== Segment start ==

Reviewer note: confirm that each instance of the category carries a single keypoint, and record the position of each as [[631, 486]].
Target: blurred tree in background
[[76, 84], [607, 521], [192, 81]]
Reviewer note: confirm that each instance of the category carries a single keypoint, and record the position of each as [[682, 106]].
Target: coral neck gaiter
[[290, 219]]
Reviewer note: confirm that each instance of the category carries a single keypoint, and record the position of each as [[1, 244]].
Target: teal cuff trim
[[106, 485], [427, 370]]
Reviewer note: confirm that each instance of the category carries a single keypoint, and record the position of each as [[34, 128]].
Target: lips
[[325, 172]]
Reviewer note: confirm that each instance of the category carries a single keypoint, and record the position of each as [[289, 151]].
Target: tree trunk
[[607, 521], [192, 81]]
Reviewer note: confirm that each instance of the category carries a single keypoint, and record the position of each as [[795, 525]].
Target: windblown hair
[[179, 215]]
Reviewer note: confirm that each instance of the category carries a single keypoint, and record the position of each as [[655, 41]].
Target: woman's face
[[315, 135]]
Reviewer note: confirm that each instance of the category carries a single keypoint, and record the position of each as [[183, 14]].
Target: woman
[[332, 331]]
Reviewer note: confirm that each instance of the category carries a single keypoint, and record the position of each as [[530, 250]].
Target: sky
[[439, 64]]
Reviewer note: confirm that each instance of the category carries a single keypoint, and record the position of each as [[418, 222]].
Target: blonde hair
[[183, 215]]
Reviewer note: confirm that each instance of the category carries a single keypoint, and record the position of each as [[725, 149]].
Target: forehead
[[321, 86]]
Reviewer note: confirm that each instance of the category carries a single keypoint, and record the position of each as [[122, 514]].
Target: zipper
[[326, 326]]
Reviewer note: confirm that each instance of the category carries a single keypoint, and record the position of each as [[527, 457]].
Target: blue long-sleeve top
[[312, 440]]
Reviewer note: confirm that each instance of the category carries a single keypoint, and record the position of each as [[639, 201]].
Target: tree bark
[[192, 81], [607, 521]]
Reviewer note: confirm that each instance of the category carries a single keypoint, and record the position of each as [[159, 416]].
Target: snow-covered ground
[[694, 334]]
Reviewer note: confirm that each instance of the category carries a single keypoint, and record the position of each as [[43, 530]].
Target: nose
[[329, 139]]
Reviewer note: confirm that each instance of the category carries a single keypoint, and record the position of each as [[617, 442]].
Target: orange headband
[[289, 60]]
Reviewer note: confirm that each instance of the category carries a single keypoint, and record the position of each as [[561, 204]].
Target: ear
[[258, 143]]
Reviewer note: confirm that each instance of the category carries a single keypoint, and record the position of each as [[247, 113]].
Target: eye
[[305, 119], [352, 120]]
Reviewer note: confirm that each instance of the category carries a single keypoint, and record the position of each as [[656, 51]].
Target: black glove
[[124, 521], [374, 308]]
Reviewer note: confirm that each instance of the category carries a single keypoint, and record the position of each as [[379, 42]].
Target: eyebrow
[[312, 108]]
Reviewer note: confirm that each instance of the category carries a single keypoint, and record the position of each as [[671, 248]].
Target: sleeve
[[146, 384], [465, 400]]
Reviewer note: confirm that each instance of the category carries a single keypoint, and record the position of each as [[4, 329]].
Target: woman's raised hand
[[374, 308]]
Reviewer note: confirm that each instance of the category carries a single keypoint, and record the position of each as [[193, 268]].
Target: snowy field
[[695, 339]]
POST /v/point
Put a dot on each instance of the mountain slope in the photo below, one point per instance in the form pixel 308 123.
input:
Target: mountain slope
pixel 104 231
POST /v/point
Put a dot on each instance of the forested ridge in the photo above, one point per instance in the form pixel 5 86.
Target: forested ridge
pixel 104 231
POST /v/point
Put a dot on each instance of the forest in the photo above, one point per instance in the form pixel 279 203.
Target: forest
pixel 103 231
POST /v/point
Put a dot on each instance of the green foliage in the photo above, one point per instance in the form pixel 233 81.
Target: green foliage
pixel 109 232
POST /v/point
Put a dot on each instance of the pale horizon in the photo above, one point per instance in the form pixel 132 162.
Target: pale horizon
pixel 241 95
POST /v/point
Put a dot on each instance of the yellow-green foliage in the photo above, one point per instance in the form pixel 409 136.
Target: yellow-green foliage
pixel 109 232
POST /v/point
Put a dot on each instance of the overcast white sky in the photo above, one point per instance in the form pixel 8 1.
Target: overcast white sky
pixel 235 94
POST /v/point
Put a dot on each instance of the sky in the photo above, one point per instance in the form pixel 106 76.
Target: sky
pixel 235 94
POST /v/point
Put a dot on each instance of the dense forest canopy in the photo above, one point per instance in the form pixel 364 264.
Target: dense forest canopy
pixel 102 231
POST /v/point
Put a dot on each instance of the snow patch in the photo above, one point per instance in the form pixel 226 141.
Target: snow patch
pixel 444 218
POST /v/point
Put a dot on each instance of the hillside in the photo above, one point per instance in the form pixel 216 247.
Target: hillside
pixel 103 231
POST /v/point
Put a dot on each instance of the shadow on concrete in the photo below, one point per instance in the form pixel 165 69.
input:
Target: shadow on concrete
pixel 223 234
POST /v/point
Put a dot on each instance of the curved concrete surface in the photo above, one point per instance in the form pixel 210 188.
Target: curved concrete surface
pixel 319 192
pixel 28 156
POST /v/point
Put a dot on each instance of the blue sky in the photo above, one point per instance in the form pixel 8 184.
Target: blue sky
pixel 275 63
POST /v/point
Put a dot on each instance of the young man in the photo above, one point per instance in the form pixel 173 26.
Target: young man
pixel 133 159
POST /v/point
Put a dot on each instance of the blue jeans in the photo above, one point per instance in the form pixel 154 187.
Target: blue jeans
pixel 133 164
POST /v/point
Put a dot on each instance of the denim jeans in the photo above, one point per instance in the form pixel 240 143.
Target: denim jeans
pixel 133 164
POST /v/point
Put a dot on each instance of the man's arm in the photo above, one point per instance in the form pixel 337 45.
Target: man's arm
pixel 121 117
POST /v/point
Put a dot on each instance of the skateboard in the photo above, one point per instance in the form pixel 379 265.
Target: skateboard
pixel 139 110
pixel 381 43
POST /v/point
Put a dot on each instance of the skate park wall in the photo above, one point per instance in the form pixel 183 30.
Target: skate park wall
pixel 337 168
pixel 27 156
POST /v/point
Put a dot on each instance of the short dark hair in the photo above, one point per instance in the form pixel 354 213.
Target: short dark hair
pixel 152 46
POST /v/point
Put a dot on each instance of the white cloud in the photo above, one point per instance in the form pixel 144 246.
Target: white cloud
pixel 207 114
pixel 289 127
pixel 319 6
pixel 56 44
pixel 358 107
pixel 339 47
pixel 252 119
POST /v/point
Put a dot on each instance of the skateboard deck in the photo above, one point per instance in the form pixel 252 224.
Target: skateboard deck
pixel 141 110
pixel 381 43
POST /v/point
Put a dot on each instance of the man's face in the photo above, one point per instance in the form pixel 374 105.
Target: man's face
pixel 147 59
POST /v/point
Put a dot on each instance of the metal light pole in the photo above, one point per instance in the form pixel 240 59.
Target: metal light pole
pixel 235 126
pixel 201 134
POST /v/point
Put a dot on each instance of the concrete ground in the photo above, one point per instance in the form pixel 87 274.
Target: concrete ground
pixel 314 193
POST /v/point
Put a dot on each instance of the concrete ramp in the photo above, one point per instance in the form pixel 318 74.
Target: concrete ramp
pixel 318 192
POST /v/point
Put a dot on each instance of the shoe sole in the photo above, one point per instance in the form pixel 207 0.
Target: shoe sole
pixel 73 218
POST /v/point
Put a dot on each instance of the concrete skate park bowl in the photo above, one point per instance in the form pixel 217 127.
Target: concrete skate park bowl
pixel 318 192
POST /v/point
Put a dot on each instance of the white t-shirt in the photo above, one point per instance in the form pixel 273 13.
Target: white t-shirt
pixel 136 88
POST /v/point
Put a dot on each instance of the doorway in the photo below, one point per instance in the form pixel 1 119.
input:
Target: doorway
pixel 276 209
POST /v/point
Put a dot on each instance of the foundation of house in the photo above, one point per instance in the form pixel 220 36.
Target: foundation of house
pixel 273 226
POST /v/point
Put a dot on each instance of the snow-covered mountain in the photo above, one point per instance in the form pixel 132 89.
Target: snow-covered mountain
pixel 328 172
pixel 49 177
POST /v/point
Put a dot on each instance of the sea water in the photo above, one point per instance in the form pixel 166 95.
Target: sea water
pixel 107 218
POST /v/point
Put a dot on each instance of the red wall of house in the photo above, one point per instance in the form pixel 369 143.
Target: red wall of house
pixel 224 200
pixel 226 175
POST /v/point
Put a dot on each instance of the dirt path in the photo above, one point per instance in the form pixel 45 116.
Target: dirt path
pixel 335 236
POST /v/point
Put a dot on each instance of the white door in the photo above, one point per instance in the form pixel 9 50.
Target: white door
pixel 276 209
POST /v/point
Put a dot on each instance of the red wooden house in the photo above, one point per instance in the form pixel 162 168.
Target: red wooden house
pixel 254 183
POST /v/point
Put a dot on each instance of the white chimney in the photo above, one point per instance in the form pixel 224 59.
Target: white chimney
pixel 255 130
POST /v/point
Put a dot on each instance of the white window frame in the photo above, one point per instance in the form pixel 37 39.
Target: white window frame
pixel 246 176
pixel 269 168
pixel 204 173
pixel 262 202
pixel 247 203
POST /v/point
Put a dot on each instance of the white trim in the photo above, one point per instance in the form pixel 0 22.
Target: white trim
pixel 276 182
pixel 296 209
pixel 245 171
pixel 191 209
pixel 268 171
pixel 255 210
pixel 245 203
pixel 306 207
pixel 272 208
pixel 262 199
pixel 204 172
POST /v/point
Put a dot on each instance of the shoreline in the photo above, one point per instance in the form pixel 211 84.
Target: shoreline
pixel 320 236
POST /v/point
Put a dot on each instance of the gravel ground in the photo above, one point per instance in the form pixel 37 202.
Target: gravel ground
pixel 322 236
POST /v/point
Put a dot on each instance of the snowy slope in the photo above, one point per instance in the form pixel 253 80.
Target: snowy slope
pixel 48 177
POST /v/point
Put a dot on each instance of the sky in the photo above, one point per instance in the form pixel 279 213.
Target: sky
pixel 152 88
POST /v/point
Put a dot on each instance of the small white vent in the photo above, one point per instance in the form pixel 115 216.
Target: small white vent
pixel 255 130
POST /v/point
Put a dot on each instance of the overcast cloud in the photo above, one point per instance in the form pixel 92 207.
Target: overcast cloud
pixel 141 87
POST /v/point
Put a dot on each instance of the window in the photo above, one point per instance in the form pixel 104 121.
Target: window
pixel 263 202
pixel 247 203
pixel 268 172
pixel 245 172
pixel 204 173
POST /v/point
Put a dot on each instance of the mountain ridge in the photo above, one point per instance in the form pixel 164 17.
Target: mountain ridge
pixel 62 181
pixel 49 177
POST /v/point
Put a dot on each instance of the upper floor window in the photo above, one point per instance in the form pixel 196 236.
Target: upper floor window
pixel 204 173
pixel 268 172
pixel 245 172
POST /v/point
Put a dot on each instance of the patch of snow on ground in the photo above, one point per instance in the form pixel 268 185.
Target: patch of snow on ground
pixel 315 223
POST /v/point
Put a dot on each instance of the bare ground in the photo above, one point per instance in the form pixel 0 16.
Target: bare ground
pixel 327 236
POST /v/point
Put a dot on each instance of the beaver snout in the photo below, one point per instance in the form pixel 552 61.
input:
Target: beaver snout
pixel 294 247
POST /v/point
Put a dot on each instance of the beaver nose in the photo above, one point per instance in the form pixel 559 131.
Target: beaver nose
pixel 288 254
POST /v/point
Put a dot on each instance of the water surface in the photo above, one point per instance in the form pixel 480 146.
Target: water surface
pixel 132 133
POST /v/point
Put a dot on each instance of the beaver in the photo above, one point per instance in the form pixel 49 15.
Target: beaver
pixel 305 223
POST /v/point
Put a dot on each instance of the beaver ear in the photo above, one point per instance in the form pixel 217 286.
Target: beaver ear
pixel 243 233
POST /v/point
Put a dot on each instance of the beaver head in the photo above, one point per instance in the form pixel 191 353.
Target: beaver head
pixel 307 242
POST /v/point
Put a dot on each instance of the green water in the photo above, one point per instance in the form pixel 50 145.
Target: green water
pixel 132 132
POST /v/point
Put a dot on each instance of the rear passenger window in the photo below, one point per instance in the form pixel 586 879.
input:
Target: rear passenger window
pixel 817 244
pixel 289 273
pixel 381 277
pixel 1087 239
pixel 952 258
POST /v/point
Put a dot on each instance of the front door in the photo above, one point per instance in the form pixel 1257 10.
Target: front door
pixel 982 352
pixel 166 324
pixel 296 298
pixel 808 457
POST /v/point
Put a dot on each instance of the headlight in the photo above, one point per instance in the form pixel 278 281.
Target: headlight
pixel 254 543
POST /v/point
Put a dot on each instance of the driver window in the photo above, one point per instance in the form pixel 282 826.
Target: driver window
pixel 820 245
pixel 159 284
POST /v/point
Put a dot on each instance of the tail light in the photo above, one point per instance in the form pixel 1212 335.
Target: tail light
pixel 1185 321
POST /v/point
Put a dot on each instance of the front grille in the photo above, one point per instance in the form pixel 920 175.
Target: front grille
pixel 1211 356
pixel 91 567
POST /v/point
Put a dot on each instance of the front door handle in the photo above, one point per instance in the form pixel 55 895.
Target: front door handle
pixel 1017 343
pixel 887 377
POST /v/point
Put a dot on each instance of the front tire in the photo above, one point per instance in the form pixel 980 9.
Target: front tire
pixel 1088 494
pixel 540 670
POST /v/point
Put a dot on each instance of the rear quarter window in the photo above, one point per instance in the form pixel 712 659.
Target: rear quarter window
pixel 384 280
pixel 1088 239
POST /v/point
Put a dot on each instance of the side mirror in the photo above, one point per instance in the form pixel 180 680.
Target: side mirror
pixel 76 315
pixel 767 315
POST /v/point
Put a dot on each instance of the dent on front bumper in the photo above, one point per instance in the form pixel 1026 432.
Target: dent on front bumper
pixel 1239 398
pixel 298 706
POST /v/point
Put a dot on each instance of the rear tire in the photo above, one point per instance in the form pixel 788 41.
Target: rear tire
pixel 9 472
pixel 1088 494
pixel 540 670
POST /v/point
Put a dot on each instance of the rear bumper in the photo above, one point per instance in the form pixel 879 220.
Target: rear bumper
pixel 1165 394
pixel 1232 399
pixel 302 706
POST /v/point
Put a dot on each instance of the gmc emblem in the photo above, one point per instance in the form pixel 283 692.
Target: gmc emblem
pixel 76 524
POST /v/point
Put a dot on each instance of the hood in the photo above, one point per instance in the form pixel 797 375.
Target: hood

== Segment end ==

## WHAT TO WORK ON
Whenever the word "hood" shows up in a line of the entries above, copy that line.

## THE COMPLETED TASK
Put a dot on each instance of the hood in the photo above, one point per instance in the form pixel 797 375.
Target: hood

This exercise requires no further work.